TEXTO FORNECIDO:

A invisibilidade social é um conceito relativamente novo, que consiste na não percepção, pelos demais, de algum indivíduo ou grupos de indivíduos. Ela pode estar relacionada a questões políticas, raciais, geográficas, ou associada a algumas profissões, dentre outras. Nesse texto iremos tratar da invisibilidade profissional.

Algumas profissões, talvez por serem consideradas por muitos inferiores, padecem do mal da invisibilidade social. Antigamente, algumas profissões tinham certo status social, como o médico, o advogado e o professor. Toda família almejava ter um desses profissionais. O professor, devido a grande desvalorização da profissão, não possui mais o respeito e a admiração de outrora, o que é uma pena. Dentre as profissões socialmente invisíveis na atualidade podemos citar os garis, os responsáveis pela limpeza de ruas e parques e os policiais. Tais profissionais são invisíveis aos olhos da sociedade porque sua falta somente é sentida quando eles param de fazer o que lhes é determinado. Somente após dias sem coleta é que se sente falta do gari. Somente após as ruas estarem completamente sujas é que se sente falta do varredor de rua. Somente após dias sem policiamento é que se sente falta do policial. Poucas pessoas têm o hábito de cumprimentar o gari que recolhe o lixo de sua casa, ou o profissional que varre a sua rua, tampouco o policial que patrulha seu bairro ou o local de seu comércio. É disso que se trata a invisibilidade social.

Para Muniz (2001) e Soares (2004) a Polícia Militar é, em razão de sua ostensividade e capilaridade, a face mais visível e palpável do Estado e das organizações públicas. Pode parecer um contrassenso argumentar que o policial é um invisível social já que a instituição na qual trabalha é considerada a “face mais visível” do Estado. Mas não é. Muitas pessoas, nesses casos, enxergam somente a instituição, o profissional, esquecendo-se do ser humano que está por trás daquele uniforme.

No caso da greve da Polícia Militar do Espírito Santo essa situação ficou clarividente. Nos primeiros dias ninguém deu muita importância ao movimento. Nem o governo e nem a população. Mas bastou os índices criminais explodirem, principalmente os roubos, furtos através de saques e homicídios para ambos, governo e população, notarem a falta que aqueles profissionais estavam fazendo. E somente nesse momento é que passaram a ouvir o que aqueles policiais queriam dizer com o movimento.

Há uma frase bastante utilizada em que se diz que “as pessoas só dão valor àquilo que perdem”. E foi bem isso que aconteceu! E é nesse instante, em que as pessoas passam a sentir a falta de algo ou alguém que a invisibilidade social desaparece. Os esquecidos passam a ser lembrados. Os socialmente anônimos passam a ser notados. Os ignorados passam a ser cumprimentados. Mas, infelizmente, por pouco tempo. Basta retornar ao status quo anterior, basta que as coisas retomem o curso normal, que o lixo volte a ser recolhido, que a rua volte a ser varrida, que a polícia retorne às ruas para que se tornem de novo invisíveis.

DADOS FORNECIDOS:
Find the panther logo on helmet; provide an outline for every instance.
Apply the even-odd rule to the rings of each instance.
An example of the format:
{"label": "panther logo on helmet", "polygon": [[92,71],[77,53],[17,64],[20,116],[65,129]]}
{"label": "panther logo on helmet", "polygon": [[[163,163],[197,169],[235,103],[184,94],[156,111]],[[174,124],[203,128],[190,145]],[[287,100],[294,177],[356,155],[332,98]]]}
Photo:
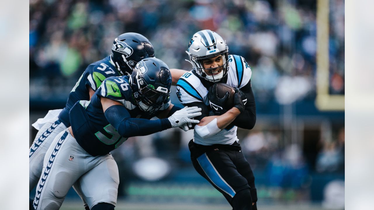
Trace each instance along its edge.
{"label": "panther logo on helmet", "polygon": [[127,58],[131,55],[134,50],[131,47],[129,46],[126,42],[117,41],[117,43],[114,44],[115,48],[114,50],[124,54],[125,57]]}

REQUISITOS DAS TAREFAS:
#1 No texto sobre invisibilidade social, quais profissões tinham certo status social antigamente?
#2 Transcreva do texto sobre invisibilidade social o trecho que começa em "No caso da greve" e termina em "com o movimento.".

RESPOSTAS POR ITEM:
#1 O médico, o advogado e o professor.

#2
No caso da greve da Polícia Militar do Espírito Santo essa situação ficou clarividente. Nos primeiros dias ninguém deu muita importância ao movimento. Nem o governo e nem a população. Mas bastou os índices criminais explodirem, principalmente os roubos, furtos através de saques e homicídios para ambos, governo e população, notarem a falta que aqueles profissionais estavam fazendo. E somente nesse momento é que passaram a ouvir o que aqueles policiais queriam dizer com o movimento.